- _Excerpt to read_:
○ ○ ○ ○ ○ ○ ○

Texas RRC 16 TAC Chapter 4 · effective July 1, 2025 · status May 2026

Texas’s 40-year waste-rule overhaul. What changed in July 2025 and what most mid-tier operators still are not doing.

The Texas Railroad Commission’s 16 TAC Chapter 4 rules took effect July 1, 2025 as the most extensive overhaul of Texas oil-and-gas waste regulations in over 40 years. New three-party manifesting (generator, transporter, receiver, all sign), trans-jurisdictional transfer requirements, hauler-permit verification responsibility, mandatory monitoring and mass balance, and three-year recordkeeping. Form EP-5 replaced Forms H-11 and R-9 on October 29, 2025. For Permian, Eagle Ford, and East Texas operators handling produced water and solid waste at scale, this is operations infrastructure, not a back-office compliance project. Spreadsheet tracking is now an audit risk.

§4.190 · §4.191 · §4.192 · §4.193 · §4.194 · Form EP-5 · 3-year retention · mandatory mass balance

Why this matters

The biggest Texas waste-rule reset since the 1980s landed in 2025.

○ ○ ○ ○ ○ ○ ○

- _Rows_:
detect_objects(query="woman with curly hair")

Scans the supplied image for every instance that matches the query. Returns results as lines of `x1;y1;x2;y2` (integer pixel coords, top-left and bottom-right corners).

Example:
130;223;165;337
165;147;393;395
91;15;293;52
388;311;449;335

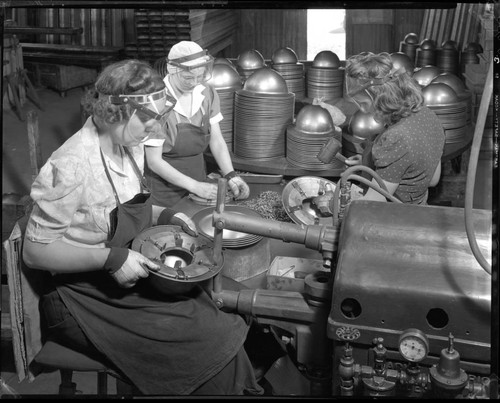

○ ○ ○ ○ ○ ○ ○

- _Tasks_:
• A. Can you sum up the Texas waste-rule overview in two sentences?
• B. Could you carry the Texas waste-rule overview forward from its final sentence?
The lines have nothing to do with the Texas waste-rule overview.

- _Solved problems_:
• A. The Texas Railroad Commission's 16 TAC Chapter 4 rules took effect July 1, 2025, as the most extensive overhaul of Texas oil-and-gas waste regulations in over 40 years. They add three-party manifesting, trans-jurisdictional transfer requirements, hauler-permit verification responsibility, mandatory monitoring and mass balance, and three-year recordkeeping, while Form EP-5 replaced Forms H-11 and R-9 on October 29, 2025.

• B.
Statewide Rule 8 governed Texas oil-and-gas waste handling for roughly four decades. The framework worked well for an industry that operated at a smaller scale, with simpler waste streams, and with a less litigious audit environment. The modern Permian, with multi-pad development, high water cuts, multi-hauler logistics, and TX-NM cross-state flows, outgrew that framework years ago.

The RRC adopted the Chapter 4 overhaul on December 17, 2024, published it in the Texas Register on January 3, 2025, and made it effective July 1, 2025. The framework is "mandatory manifesting, monitoring, and mass balance" with explicit recordkeeping, hauler verification, and trans-jurisdictional transfer requirements. Most mid-tier operators have been in transition since, with the operational changes more visible than the compliance ones.

The audit cycle that the new framework anticipates assumes the operator can produce three years of three-party manifests for any waste stream on demand. For most mid-tier Texas operators in May 2026, that assumption does not hold. The gap between the data the framework expects and the data most operators have on hand is the work to close.

Division 10, the new framework

Five sections that rewrite how waste moves off the lease.

Division 10 of the Chapter 4 framework consolidates the new transportation, manifesting, and recordkeeping rules into five sections. Each one changes a piece of the operator’s daily workflow.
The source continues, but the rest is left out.